Collected data:
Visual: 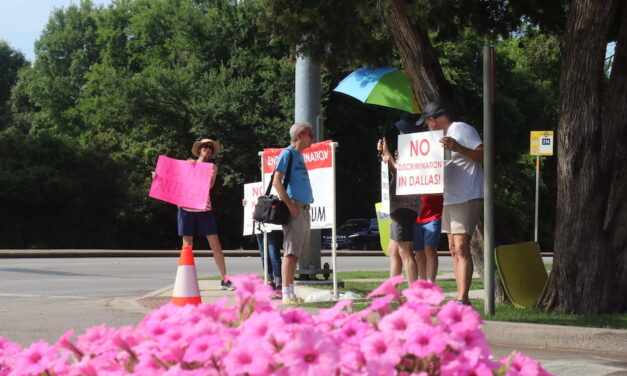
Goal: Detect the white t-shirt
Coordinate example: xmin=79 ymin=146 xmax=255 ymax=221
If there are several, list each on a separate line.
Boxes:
xmin=443 ymin=122 xmax=483 ymax=205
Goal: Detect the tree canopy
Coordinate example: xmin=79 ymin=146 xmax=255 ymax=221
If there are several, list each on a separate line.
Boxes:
xmin=2 ymin=0 xmax=561 ymax=252
xmin=4 ymin=0 xmax=620 ymax=315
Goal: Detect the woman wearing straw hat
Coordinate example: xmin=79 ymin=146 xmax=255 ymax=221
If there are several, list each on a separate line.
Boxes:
xmin=178 ymin=138 xmax=233 ymax=291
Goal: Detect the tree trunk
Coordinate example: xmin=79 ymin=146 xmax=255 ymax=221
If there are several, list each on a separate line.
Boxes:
xmin=385 ymin=0 xmax=453 ymax=108
xmin=384 ymin=0 xmax=515 ymax=304
xmin=537 ymin=0 xmax=627 ymax=314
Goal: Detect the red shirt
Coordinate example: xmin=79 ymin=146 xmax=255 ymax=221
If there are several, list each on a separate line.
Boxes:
xmin=417 ymin=194 xmax=443 ymax=224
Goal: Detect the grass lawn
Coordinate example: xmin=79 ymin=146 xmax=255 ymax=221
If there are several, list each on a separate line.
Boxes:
xmin=297 ymin=270 xmax=625 ymax=330
xmin=313 ymin=278 xmax=483 ymax=295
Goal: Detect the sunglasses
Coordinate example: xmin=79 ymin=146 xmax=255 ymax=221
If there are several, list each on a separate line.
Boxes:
xmin=201 ymin=144 xmax=214 ymax=150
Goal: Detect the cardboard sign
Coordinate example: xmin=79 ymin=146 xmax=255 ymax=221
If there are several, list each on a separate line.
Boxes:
xmin=243 ymin=182 xmax=264 ymax=236
xmin=395 ymin=130 xmax=444 ymax=195
xmin=375 ymin=202 xmax=391 ymax=256
xmin=381 ymin=161 xmax=390 ymax=215
xmin=530 ymin=131 xmax=554 ymax=156
xmin=149 ymin=156 xmax=213 ymax=209
xmin=261 ymin=140 xmax=335 ymax=230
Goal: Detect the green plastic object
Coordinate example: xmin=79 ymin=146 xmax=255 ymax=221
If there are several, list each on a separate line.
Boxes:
xmin=494 ymin=241 xmax=548 ymax=308
xmin=375 ymin=202 xmax=391 ymax=256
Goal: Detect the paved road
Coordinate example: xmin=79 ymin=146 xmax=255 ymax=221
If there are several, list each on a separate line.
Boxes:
xmin=0 ymin=256 xmax=422 ymax=345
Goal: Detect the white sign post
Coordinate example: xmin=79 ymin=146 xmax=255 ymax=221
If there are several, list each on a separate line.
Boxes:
xmin=530 ymin=131 xmax=554 ymax=242
xmin=396 ymin=130 xmax=445 ymax=195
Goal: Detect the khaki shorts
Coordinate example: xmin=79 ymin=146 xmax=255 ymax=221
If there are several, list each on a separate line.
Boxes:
xmin=442 ymin=199 xmax=483 ymax=235
xmin=282 ymin=207 xmax=311 ymax=258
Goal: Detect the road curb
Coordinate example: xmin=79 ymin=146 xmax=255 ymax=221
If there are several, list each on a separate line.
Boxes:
xmin=482 ymin=321 xmax=627 ymax=355
xmin=119 ymin=283 xmax=625 ymax=355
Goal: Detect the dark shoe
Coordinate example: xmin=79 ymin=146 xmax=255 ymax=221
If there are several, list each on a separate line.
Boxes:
xmin=220 ymin=280 xmax=234 ymax=291
xmin=455 ymin=299 xmax=471 ymax=306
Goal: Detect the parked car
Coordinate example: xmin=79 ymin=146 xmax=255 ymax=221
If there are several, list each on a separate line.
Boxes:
xmin=348 ymin=218 xmax=381 ymax=250
xmin=321 ymin=219 xmax=371 ymax=249
xmin=321 ymin=218 xmax=381 ymax=250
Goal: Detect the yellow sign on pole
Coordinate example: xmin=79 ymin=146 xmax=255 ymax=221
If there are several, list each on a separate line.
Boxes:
xmin=530 ymin=131 xmax=554 ymax=156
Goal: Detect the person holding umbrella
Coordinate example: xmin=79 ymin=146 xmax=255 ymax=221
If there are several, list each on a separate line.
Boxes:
xmin=377 ymin=114 xmax=422 ymax=284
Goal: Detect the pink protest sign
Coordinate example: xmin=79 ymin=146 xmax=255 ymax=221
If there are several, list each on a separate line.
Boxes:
xmin=149 ymin=156 xmax=214 ymax=209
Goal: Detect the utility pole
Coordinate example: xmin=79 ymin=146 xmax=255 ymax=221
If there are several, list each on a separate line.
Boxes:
xmin=294 ymin=51 xmax=323 ymax=279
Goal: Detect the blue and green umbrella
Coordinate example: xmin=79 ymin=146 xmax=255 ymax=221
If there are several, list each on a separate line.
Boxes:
xmin=333 ymin=67 xmax=420 ymax=114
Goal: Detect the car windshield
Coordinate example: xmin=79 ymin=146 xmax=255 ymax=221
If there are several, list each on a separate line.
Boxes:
xmin=337 ymin=221 xmax=369 ymax=233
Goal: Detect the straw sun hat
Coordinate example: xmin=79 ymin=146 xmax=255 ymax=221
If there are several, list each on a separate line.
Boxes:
xmin=191 ymin=139 xmax=221 ymax=159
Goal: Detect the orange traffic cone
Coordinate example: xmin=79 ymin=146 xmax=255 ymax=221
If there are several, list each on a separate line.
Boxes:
xmin=171 ymin=245 xmax=202 ymax=306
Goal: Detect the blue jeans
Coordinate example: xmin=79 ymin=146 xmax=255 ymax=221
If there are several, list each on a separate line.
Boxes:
xmin=256 ymin=232 xmax=283 ymax=285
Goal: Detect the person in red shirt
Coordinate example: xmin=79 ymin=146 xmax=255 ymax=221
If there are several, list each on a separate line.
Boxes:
xmin=413 ymin=194 xmax=443 ymax=282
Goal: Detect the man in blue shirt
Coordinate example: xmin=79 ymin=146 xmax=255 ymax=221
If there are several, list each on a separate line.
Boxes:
xmin=273 ymin=122 xmax=314 ymax=304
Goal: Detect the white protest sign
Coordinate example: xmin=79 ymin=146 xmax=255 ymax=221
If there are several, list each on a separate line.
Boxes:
xmin=242 ymin=182 xmax=264 ymax=236
xmin=261 ymin=140 xmax=335 ymax=230
xmin=396 ymin=130 xmax=444 ymax=195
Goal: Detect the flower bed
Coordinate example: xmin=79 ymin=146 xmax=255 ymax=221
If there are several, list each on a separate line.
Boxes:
xmin=0 ymin=275 xmax=552 ymax=375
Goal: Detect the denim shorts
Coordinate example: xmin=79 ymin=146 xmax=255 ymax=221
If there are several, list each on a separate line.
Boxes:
xmin=177 ymin=208 xmax=218 ymax=236
xmin=412 ymin=219 xmax=442 ymax=250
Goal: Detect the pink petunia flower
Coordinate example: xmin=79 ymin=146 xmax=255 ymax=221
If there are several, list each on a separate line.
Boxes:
xmin=228 ymin=274 xmax=275 ymax=310
xmin=10 ymin=340 xmax=63 ymax=376
xmin=403 ymin=280 xmax=445 ymax=305
xmin=360 ymin=332 xmax=403 ymax=365
xmin=239 ymin=310 xmax=284 ymax=340
xmin=501 ymin=352 xmax=551 ymax=376
xmin=315 ymin=300 xmax=353 ymax=324
xmin=378 ymin=306 xmax=423 ymax=340
xmin=281 ymin=308 xmax=314 ymax=327
xmin=223 ymin=342 xmax=272 ymax=376
xmin=336 ymin=319 xmax=373 ymax=345
xmin=405 ymin=326 xmax=447 ymax=358
xmin=183 ymin=334 xmax=225 ymax=364
xmin=337 ymin=345 xmax=366 ymax=374
xmin=164 ymin=364 xmax=220 ymax=375
xmin=436 ymin=300 xmax=482 ymax=333
xmin=366 ymin=275 xmax=404 ymax=301
xmin=364 ymin=358 xmax=397 ymax=376
xmin=447 ymin=328 xmax=490 ymax=355
xmin=364 ymin=294 xmax=395 ymax=318
xmin=76 ymin=324 xmax=116 ymax=356
xmin=280 ymin=327 xmax=339 ymax=376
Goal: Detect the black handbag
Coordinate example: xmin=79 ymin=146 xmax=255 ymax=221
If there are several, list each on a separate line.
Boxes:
xmin=253 ymin=151 xmax=293 ymax=225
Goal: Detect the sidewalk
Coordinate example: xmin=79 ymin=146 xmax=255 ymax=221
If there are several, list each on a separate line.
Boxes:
xmin=0 ymin=249 xmax=555 ymax=258
xmin=118 ymin=279 xmax=627 ymax=356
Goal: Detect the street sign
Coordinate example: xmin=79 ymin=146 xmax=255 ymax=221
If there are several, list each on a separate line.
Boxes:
xmin=530 ymin=131 xmax=554 ymax=156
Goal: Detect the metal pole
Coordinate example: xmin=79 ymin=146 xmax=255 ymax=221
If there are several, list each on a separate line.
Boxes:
xmin=295 ymin=51 xmax=322 ymax=277
xmin=331 ymin=142 xmax=338 ymax=299
xmin=483 ymin=46 xmax=495 ymax=316
xmin=534 ymin=156 xmax=540 ymax=243
xmin=259 ymin=151 xmax=268 ymax=284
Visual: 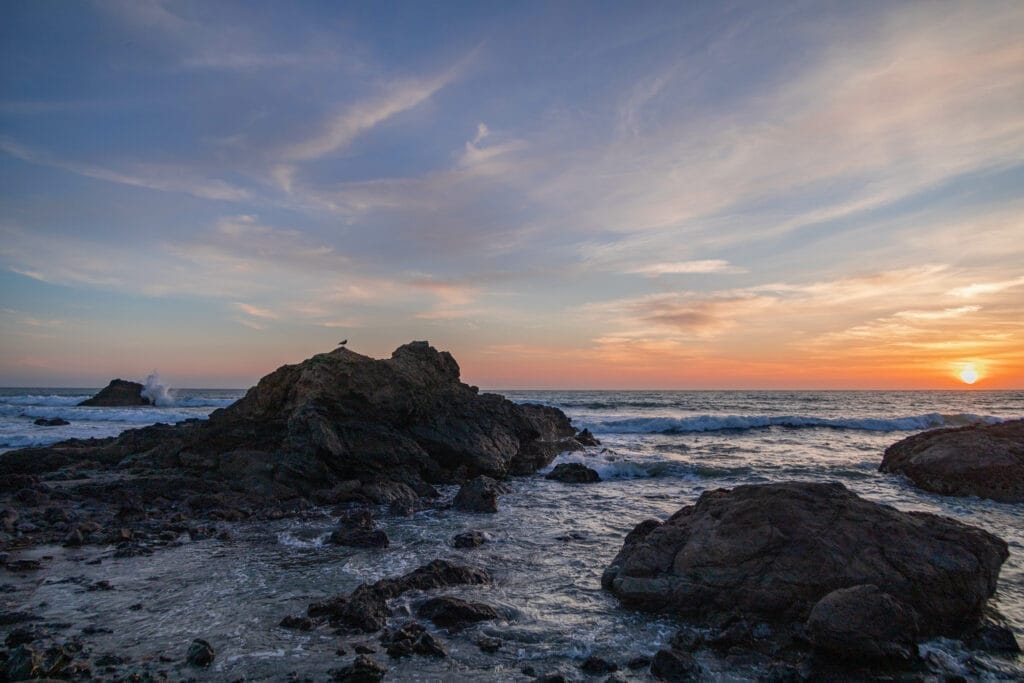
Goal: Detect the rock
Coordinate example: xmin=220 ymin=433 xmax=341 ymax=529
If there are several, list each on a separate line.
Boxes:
xmin=329 ymin=654 xmax=387 ymax=682
xmin=576 ymin=428 xmax=600 ymax=446
xmin=78 ymin=379 xmax=151 ymax=406
xmin=2 ymin=343 xmax=576 ymax=519
xmin=186 ymin=638 xmax=215 ymax=667
xmin=580 ymin=655 xmax=618 ymax=672
xmin=963 ymin=619 xmax=1021 ymax=654
xmin=279 ymin=615 xmax=315 ymax=631
xmin=380 ymin=621 xmax=447 ymax=658
xmin=34 ymin=417 xmax=70 ymax=426
xmin=477 ymin=636 xmax=502 ymax=653
xmin=6 ymin=644 xmax=41 ymax=680
xmin=453 ymin=475 xmax=501 ymax=513
xmin=626 ymin=656 xmax=651 ymax=669
xmin=327 ymin=514 xmax=390 ymax=549
xmin=5 ymin=626 xmax=43 ymax=647
xmin=806 ymin=585 xmax=919 ymax=661
xmin=353 ymin=644 xmax=376 ymax=654
xmin=880 ymin=419 xmax=1024 ymax=503
xmin=63 ymin=528 xmax=84 ymax=547
xmin=415 ymin=596 xmax=498 ymax=631
xmin=452 ymin=530 xmax=488 ymax=548
xmin=650 ymin=648 xmax=699 ymax=681
xmin=602 ymin=482 xmax=1007 ymax=638
xmin=545 ymin=462 xmax=601 ymax=483
xmin=1 ymin=508 xmax=18 ymax=533
xmin=308 ymin=559 xmax=490 ymax=633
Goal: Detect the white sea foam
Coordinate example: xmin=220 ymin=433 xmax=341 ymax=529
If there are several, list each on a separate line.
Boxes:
xmin=141 ymin=371 xmax=176 ymax=406
xmin=0 ymin=404 xmax=203 ymax=424
xmin=582 ymin=412 xmax=1006 ymax=435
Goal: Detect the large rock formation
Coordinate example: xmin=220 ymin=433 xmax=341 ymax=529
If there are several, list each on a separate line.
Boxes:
xmin=602 ymin=482 xmax=1007 ymax=642
xmin=1 ymin=343 xmax=582 ymax=514
xmin=78 ymin=379 xmax=151 ymax=406
xmin=880 ymin=419 xmax=1024 ymax=503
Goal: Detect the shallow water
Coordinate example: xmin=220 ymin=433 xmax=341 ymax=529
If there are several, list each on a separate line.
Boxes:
xmin=2 ymin=390 xmax=1022 ymax=680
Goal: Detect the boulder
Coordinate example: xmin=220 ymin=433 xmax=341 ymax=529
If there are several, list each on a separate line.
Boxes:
xmin=576 ymin=428 xmax=600 ymax=446
xmin=880 ymin=419 xmax=1024 ymax=503
xmin=453 ymin=475 xmax=501 ymax=513
xmin=327 ymin=510 xmax=389 ymax=548
xmin=545 ymin=462 xmax=601 ymax=483
xmin=805 ymin=585 xmax=919 ymax=661
xmin=602 ymin=482 xmax=1007 ymax=638
xmin=78 ymin=379 xmax=151 ymax=406
xmin=415 ymin=596 xmax=498 ymax=631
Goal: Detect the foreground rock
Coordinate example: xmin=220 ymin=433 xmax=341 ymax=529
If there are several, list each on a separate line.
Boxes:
xmin=0 ymin=342 xmax=585 ymax=550
xmin=329 ymin=654 xmax=387 ymax=682
xmin=416 ymin=596 xmax=498 ymax=631
xmin=880 ymin=419 xmax=1024 ymax=503
xmin=453 ymin=476 xmax=502 ymax=513
xmin=545 ymin=462 xmax=601 ymax=483
xmin=306 ymin=559 xmax=490 ymax=633
xmin=806 ymin=584 xmax=920 ymax=661
xmin=603 ymin=482 xmax=1007 ymax=654
xmin=78 ymin=379 xmax=151 ymax=406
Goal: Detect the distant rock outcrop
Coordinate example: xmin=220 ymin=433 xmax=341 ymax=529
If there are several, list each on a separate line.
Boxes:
xmin=880 ymin=419 xmax=1024 ymax=503
xmin=77 ymin=379 xmax=151 ymax=407
xmin=2 ymin=343 xmax=584 ymax=512
xmin=602 ymin=482 xmax=1007 ymax=652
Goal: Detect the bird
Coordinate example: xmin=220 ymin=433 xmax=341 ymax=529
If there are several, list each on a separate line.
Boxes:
xmin=338 ymin=339 xmax=348 ymax=346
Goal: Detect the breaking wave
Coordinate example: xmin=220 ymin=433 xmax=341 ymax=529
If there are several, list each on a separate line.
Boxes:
xmin=582 ymin=412 xmax=1007 ymax=435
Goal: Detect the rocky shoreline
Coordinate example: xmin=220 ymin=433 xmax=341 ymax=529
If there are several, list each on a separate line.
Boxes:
xmin=0 ymin=345 xmax=1020 ymax=680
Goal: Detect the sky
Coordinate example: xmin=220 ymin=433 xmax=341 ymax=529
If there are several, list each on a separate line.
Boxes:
xmin=1 ymin=0 xmax=1023 ymax=390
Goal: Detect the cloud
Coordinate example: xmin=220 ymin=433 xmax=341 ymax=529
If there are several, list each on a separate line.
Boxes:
xmin=626 ymin=260 xmax=744 ymax=276
xmin=0 ymin=138 xmax=251 ymax=201
xmin=948 ymin=276 xmax=1024 ymax=299
xmin=233 ymin=302 xmax=278 ymax=319
xmin=281 ymin=68 xmax=462 ymax=163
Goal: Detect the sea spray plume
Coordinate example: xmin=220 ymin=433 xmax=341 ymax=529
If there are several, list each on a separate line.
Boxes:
xmin=141 ymin=371 xmax=175 ymax=406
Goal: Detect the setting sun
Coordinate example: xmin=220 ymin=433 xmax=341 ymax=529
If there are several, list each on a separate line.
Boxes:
xmin=959 ymin=363 xmax=980 ymax=385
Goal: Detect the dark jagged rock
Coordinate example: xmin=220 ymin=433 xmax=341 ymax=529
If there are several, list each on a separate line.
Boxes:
xmin=415 ymin=596 xmax=498 ymax=631
xmin=806 ymin=585 xmax=919 ymax=661
xmin=307 ymin=559 xmax=490 ymax=633
xmin=453 ymin=475 xmax=502 ymax=513
xmin=603 ymin=482 xmax=1007 ymax=645
xmin=580 ymin=655 xmax=618 ymax=673
xmin=880 ymin=419 xmax=1024 ymax=503
xmin=185 ymin=638 xmax=215 ymax=667
xmin=329 ymin=654 xmax=387 ymax=682
xmin=78 ymin=379 xmax=151 ymax=407
xmin=545 ymin=462 xmax=601 ymax=483
xmin=34 ymin=417 xmax=70 ymax=426
xmin=650 ymin=648 xmax=700 ymax=681
xmin=576 ymin=428 xmax=600 ymax=446
xmin=380 ymin=621 xmax=447 ymax=658
xmin=279 ymin=615 xmax=314 ymax=631
xmin=6 ymin=644 xmax=42 ymax=680
xmin=452 ymin=530 xmax=488 ymax=548
xmin=1 ymin=344 xmax=579 ymax=545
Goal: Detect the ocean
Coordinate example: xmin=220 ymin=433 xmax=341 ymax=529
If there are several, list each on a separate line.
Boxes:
xmin=2 ymin=388 xmax=1022 ymax=679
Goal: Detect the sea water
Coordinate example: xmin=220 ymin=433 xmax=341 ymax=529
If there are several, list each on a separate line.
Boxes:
xmin=1 ymin=389 xmax=1022 ymax=680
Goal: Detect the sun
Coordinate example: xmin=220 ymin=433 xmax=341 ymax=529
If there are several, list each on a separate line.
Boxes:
xmin=958 ymin=363 xmax=979 ymax=385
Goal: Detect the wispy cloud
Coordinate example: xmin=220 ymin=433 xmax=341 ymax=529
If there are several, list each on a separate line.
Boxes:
xmin=948 ymin=275 xmax=1024 ymax=299
xmin=0 ymin=138 xmax=251 ymax=201
xmin=626 ymin=260 xmax=744 ymax=276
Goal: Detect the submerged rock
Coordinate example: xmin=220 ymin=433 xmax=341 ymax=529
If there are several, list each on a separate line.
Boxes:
xmin=78 ymin=379 xmax=151 ymax=406
xmin=603 ymin=482 xmax=1007 ymax=642
xmin=327 ymin=510 xmax=389 ymax=548
xmin=880 ymin=419 xmax=1024 ymax=503
xmin=453 ymin=475 xmax=502 ymax=513
xmin=380 ymin=621 xmax=447 ymax=658
xmin=545 ymin=462 xmax=601 ymax=483
xmin=307 ymin=559 xmax=490 ymax=633
xmin=33 ymin=417 xmax=70 ymax=426
xmin=452 ymin=530 xmax=489 ymax=548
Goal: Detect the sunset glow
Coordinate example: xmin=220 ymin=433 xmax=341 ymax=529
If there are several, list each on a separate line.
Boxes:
xmin=1 ymin=2 xmax=1022 ymax=389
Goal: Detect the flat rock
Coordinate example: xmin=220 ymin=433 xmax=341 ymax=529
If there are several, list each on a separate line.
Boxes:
xmin=602 ymin=482 xmax=1007 ymax=639
xmin=78 ymin=379 xmax=151 ymax=407
xmin=880 ymin=419 xmax=1024 ymax=503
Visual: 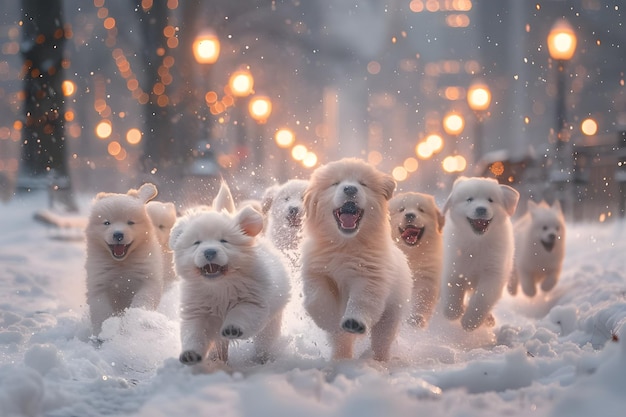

## What to work on
What lines above hold the word "dark"? Pull each one out.

## Result of the exercise
Goal: Detect the dark shoe
Goal: Detect the dark jagged rock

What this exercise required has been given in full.